__WHAT THIS TASK INVOLVES__:
Copy every one of the entries below word for word, keeping each line the same.

__DATA EXCERPTS__:
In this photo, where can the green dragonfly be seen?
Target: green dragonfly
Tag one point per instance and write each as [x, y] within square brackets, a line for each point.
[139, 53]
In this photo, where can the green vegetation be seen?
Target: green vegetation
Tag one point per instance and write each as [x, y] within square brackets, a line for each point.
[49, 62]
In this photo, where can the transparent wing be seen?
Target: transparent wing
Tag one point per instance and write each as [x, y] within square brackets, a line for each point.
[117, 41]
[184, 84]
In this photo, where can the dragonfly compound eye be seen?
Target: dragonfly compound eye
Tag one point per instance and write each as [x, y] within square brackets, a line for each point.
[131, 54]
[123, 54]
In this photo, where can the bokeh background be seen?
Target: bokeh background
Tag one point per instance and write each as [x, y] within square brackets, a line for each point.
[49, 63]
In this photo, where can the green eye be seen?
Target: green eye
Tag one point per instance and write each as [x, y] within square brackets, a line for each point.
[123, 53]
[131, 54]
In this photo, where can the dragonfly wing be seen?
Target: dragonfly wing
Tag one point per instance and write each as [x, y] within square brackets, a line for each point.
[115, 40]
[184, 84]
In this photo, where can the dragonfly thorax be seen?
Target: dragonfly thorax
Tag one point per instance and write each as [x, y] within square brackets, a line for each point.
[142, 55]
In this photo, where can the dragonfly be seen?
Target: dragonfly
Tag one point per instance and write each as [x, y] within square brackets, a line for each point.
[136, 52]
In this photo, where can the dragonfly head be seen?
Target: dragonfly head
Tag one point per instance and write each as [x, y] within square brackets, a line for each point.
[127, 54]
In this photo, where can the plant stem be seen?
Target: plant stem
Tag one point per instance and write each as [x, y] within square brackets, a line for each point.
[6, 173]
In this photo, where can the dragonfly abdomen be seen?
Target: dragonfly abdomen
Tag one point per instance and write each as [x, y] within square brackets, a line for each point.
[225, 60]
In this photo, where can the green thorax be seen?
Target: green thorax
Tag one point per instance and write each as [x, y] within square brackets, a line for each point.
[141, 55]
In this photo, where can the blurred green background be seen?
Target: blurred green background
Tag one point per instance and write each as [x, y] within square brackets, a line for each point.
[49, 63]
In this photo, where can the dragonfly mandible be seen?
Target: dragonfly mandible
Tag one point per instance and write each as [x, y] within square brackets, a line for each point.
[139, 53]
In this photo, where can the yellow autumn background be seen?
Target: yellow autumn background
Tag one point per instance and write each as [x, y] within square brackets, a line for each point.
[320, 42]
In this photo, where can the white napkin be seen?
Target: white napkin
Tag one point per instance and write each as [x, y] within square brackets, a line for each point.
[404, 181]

__REPLY__:
In this photo, where can the green dragonfly be seen?
Target: green dragonfly
Tag one point per instance and write each as [x, y] within square brackets, a line for each point.
[139, 53]
In this photo, where can the green vegetation be seen?
Target: green vegetation
Tag one point per instance and write each as [x, y] within square brackets, a line for each point.
[49, 62]
In this photo, where can the transparent wing be seen?
Target: transparent wing
Tag one point per instance and write each as [x, y] within square brackets, a line for each point.
[117, 41]
[184, 84]
In this photo, where can the dragonfly compound eye be seen?
Target: dragonfly compound eye
Tag one point per instance and write each as [x, y] within square brackets, a line for each point.
[131, 54]
[123, 54]
In this photo, where can the bokeh background be seen?
Target: bokeh background
Tag one point per instance and write each as [x, y] within square brackets, a line for each point.
[49, 63]
In this photo, where can the green eye be seen?
Target: green eye
Tag one point per instance and write each as [x, y] within square brackets, a line for each point.
[123, 53]
[131, 54]
In this photo, where can the dragonfly wing be seen?
Target: dragonfly wing
Tag one point per instance and write each as [x, y] within square brackets, a line for each point.
[115, 40]
[184, 84]
In this photo, where can the dragonfly thorax be seen?
Target: dragonfly thorax
Tag one point per instance and write each as [x, y] within square brackets, a line for each point.
[142, 55]
In this photo, where can the dragonfly be seen?
Target: dragonfly
Tag one point per instance and write each as [x, y] within square brackets, a line for each point.
[136, 52]
In this photo, where can the dragonfly head be seen?
Target: dragonfly head
Tag one point per instance and write each as [x, y] within square brackets, a line for each point.
[127, 54]
In this photo, where can the plant stem be seen?
Target: plant stem
Tag one point per instance and write each as [x, y] within square brackets, a line for each point.
[6, 173]
In this photo, where can the dragonfly abdomen be seen?
Target: dragonfly abdomen
Tag one point per instance and write each as [x, y] within square brackets, a line for each point.
[225, 60]
In this photo, where can the green thorax be seen?
Target: green thorax
Tag one point per instance and write each as [x, y] within square brackets, a line for each point.
[141, 55]
In this photo, where can the blurred green background be seen?
Target: blurred green background
Tag one point per instance and write each as [x, y] within square brackets, a line for each point.
[49, 63]
In this photo, where can the dragonfly mandible be seen?
Target: dragonfly mandible
Tag one point per instance and write each as [x, y] within square brackets, a line for each point.
[139, 53]
In this photo, where can the yellow autumn background be seen?
Target: yellow autumn background
Tag one point per instance and write each as [x, y] within square brackets, a line for each point.
[320, 42]
In this photo, where can the white napkin be seen?
Target: white napkin
Tag one point per instance and write each as [x, y] within square brackets, a line for each point.
[404, 181]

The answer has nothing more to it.